* [Given data]
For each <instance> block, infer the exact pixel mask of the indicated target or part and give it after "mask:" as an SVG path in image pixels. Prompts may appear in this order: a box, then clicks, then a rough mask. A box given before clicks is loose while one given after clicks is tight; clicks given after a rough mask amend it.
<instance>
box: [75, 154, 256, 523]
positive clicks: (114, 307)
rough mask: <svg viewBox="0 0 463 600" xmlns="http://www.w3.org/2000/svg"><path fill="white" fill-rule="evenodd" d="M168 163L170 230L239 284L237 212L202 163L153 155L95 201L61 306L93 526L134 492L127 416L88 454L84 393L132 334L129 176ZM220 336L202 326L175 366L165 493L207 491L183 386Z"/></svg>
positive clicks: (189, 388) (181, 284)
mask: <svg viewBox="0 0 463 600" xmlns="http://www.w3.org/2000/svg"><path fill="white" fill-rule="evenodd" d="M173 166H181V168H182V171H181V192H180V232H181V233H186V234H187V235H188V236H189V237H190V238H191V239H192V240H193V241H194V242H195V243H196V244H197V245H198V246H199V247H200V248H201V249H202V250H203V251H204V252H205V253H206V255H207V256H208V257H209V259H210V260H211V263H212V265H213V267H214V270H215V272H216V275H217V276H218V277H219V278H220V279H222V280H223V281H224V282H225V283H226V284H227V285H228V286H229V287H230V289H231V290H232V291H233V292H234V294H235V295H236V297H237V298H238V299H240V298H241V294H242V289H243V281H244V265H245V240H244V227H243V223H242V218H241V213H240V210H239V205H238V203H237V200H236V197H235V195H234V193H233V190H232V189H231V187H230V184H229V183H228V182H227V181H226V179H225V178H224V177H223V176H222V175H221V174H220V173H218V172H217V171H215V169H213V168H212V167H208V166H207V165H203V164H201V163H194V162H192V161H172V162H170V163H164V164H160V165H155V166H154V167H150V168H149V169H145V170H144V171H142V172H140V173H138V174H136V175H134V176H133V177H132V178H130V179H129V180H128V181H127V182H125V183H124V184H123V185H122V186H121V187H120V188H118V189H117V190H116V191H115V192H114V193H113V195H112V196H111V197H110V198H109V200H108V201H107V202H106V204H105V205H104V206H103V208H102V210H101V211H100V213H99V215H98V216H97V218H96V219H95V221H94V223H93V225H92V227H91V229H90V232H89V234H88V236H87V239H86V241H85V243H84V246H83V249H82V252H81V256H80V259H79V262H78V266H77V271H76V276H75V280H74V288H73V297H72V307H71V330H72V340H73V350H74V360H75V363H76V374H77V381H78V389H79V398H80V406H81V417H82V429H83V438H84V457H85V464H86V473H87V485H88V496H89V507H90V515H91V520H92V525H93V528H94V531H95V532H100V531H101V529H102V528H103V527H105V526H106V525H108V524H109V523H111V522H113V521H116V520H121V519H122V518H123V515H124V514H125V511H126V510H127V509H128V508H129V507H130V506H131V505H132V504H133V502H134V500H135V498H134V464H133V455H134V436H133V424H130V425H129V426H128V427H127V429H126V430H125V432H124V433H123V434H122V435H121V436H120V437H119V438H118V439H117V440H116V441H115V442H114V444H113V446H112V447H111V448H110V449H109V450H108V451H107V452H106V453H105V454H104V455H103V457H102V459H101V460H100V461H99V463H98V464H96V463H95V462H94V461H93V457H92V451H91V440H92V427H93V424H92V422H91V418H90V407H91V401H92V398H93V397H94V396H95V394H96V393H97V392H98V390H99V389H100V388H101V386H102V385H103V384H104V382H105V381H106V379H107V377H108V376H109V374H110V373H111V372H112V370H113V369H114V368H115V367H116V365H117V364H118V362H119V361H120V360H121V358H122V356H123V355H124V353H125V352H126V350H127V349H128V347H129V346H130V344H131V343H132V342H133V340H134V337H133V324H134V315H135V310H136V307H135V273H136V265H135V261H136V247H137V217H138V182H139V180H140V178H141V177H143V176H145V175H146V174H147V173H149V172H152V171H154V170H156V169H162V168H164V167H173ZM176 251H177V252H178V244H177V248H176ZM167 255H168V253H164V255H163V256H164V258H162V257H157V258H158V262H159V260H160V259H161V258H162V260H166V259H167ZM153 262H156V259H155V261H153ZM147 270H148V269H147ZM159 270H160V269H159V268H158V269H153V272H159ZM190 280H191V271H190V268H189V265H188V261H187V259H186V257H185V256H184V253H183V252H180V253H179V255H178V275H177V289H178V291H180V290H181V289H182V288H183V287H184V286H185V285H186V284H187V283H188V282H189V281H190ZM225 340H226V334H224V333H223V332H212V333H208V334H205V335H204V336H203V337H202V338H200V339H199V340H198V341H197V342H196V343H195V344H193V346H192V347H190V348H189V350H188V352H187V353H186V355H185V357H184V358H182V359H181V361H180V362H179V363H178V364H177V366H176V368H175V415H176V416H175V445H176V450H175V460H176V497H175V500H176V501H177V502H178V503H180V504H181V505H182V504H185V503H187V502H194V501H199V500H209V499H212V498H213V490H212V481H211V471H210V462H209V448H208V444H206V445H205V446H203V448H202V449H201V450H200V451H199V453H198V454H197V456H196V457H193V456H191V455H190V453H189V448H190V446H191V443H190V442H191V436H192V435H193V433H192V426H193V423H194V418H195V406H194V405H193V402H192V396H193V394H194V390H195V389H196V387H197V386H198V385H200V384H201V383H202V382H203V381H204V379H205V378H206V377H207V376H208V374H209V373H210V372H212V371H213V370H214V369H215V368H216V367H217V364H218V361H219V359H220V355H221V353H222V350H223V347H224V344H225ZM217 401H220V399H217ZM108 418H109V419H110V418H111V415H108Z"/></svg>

* [Task goal]
After locating the line with "positive clicks: (114, 307)" above, return that line and every later line through the one with "rough mask: <svg", word for word and with nothing else.

* [Response area]
positive clicks: (114, 307)
rough mask: <svg viewBox="0 0 463 600" xmlns="http://www.w3.org/2000/svg"><path fill="white" fill-rule="evenodd" d="M168 163L170 230L239 284L237 212L202 163L153 155L95 201L61 306L93 526L134 492L127 416L88 454L84 393L132 334L129 176ZM220 336L202 326L175 366L165 493L207 491L183 386Z"/></svg>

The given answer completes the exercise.